• Assigned task A
Answer these questions using the AA meeting account:
(i) How many men attend the weekly men's meeting?
(ii) Where is the salesman's brother receiving stem cell treatment?
(iii) In which state does the mother of the man who died of an overdose live?
• Assigned task B
Extend the AA meeting account, starting after its final sentence.

Introduction

Wednesday, October 4, 2017

Testimonies from Hades

Heavy-hearted emotion and grief was in the air last night at the weekly home group meeting of AA, a men's meeting populated by anywhere from 70 to 120 men every Tuesday night, at various stages of recovery, both chronologically and spiritually. It's one of those 12 step meetings where, when you look out across the room, you are astonished by the diversity of the crowd, a lot of guys fresh from work wearing fancy clothes, or oil soaked mechanic's uniforms, or biker gear, or casual shorts/t-shirt/sandals, a lot of the attendees tattooed, weightlifters, wild looking, as if barely domesticated, but many also groomed. Overall, you know the entire Valley is much safer with all of us in recovery. 



A guy with 90 days got his ticket called to share and spoke about how his friend, who had just been in our meeting a couple weeks ago, had died of an overdose. He got the phone call from the guy's mother in Illinois and called a cab, went to the airport, bought a plane ticket and flew out to the funeral. The family was deeply moved to have him there. He could barely contain his combination of grief and gratitude. 

Then a gigantic weightlifter tattooed guy with a very heavy Brooklyn accent had his ticket called, and he talked about having heard the news of the mass shooting in Las Vegas and starting to sob so hard he had to pull his car over and sit for about a half hour until he could see well enough to drive again. 

Then a tough, cynical salesman who almost always has some kind of snarky thing to say had his ticket called and talked about picking his brother up at the Mayo Clinic, where his brother is getting stem cell treatment for cancer. If the treatment doesn't work, his brother has about 30 days to live. And this man completely took off his snarky exterior and shed tears. 

Then a guy originally from Philly who still has that Philadelphia swagger and accent got up and shared that one of his children had been arrested that day on federal charges and how he had been practicing not flipping out and not getting involved but getting into non-action and letting the process take its natural course, and he choked up. 

One of the great blessings of recovery for me is being with men who are finding ways to feel. The men I most want to spend time with are casting off inherited notions of manhood, diving right into the core of shame learned through years of personal and cultural abuse, and working to emerge with more wholeness, greater range and less rigidity. I've always been super sensitive, empathetic and emotionally hypervigilant, and my feeling life has usually been far, far more roiled and active than I have been able to express, especially to other men.

[Records from a dataset]
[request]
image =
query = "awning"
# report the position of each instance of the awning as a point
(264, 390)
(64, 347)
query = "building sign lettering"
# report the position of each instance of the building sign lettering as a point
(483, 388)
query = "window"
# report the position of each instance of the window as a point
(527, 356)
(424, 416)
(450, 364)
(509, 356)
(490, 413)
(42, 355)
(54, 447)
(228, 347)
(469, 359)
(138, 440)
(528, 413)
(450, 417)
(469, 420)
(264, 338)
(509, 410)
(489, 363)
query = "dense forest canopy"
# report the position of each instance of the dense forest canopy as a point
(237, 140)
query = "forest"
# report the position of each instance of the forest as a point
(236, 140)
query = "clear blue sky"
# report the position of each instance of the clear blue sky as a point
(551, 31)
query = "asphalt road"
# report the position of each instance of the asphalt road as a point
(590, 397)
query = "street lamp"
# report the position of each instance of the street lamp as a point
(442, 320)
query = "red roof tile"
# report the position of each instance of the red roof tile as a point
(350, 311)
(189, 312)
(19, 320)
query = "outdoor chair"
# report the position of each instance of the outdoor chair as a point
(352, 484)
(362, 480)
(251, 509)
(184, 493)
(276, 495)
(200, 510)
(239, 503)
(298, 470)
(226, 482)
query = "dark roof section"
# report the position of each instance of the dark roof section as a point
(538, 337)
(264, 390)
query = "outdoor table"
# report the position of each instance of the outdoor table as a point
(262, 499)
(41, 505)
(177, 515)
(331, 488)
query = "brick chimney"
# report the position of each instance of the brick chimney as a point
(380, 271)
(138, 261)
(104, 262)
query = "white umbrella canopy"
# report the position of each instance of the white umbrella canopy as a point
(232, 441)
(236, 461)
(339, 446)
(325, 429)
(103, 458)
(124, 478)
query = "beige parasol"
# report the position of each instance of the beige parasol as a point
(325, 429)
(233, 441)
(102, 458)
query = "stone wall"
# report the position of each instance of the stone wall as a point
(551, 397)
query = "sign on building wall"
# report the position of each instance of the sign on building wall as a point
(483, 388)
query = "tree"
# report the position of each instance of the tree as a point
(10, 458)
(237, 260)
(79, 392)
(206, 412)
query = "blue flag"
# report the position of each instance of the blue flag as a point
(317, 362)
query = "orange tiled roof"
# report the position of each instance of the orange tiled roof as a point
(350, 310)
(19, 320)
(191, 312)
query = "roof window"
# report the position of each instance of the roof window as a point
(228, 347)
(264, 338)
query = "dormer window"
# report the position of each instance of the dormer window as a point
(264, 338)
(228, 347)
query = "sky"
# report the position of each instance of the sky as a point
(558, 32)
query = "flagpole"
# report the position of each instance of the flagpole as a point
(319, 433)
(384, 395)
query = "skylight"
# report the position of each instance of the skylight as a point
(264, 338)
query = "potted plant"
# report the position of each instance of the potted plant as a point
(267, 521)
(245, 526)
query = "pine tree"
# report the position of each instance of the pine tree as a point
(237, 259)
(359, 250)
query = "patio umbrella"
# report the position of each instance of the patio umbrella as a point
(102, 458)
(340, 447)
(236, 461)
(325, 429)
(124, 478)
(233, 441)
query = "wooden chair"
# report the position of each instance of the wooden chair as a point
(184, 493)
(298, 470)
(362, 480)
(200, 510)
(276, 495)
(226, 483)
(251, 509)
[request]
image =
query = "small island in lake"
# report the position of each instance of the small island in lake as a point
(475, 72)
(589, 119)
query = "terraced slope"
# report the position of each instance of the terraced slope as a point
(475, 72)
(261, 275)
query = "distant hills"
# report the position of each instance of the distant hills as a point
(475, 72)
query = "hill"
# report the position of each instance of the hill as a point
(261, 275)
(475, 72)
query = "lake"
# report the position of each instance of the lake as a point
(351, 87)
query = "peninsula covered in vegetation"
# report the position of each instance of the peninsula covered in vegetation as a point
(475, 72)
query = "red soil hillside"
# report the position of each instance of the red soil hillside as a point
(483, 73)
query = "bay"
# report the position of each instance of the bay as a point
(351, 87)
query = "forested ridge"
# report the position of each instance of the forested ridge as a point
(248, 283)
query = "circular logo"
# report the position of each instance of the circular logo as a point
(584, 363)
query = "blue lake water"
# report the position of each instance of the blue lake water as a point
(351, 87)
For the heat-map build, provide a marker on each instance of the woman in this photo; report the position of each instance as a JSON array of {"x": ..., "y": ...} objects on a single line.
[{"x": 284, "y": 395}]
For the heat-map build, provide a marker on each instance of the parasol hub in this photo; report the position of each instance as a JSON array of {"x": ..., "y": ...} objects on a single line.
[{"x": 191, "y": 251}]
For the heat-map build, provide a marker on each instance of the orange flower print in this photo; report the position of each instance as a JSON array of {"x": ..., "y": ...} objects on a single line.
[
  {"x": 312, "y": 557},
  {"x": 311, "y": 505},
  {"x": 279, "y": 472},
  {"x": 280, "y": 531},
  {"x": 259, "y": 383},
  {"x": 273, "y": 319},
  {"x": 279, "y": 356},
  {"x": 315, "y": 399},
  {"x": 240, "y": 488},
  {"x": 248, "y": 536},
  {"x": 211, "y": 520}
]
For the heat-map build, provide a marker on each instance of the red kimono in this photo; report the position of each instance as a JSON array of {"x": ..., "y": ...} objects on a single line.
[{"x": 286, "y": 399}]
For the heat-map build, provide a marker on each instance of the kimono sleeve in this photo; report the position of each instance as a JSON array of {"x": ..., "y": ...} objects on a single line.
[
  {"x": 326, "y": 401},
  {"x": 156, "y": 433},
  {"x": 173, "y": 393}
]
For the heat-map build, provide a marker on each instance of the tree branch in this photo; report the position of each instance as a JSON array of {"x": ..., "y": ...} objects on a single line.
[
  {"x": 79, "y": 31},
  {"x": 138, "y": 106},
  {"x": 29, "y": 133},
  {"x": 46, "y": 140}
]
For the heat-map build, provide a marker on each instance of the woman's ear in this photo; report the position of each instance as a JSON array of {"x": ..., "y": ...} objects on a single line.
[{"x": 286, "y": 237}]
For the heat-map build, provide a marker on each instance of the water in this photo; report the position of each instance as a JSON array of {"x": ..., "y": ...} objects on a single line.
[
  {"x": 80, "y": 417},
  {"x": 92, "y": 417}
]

• Expected answer A
(i) Anywhere from 70 to 120 men
(ii) The Mayo Clinic
(iii) Illinois

• Expected answer B
I have long sought out women for this reason. Recent awareness of the way men burden women in the expectation that women will perform their emotional labor for them has had me reflecting carefully on my pattern of only opening emotionally to women and of being resolutely guarded and defensive around most men. The same sex sponsorship tradition in AA makes it imperative to at least begin there-- with one man with whom one makes the commitment to be completely honest and as real as possible. 

My experience has been that it is a very slow and painful process. As much heartbreak and betrayal as I have experienced via women, I am still willing to open to them. The wounds dealt by men have gone much more deeply into my sense of self worth and dignity, clearly, since I am usually not at all willing to be vulnerable with other men.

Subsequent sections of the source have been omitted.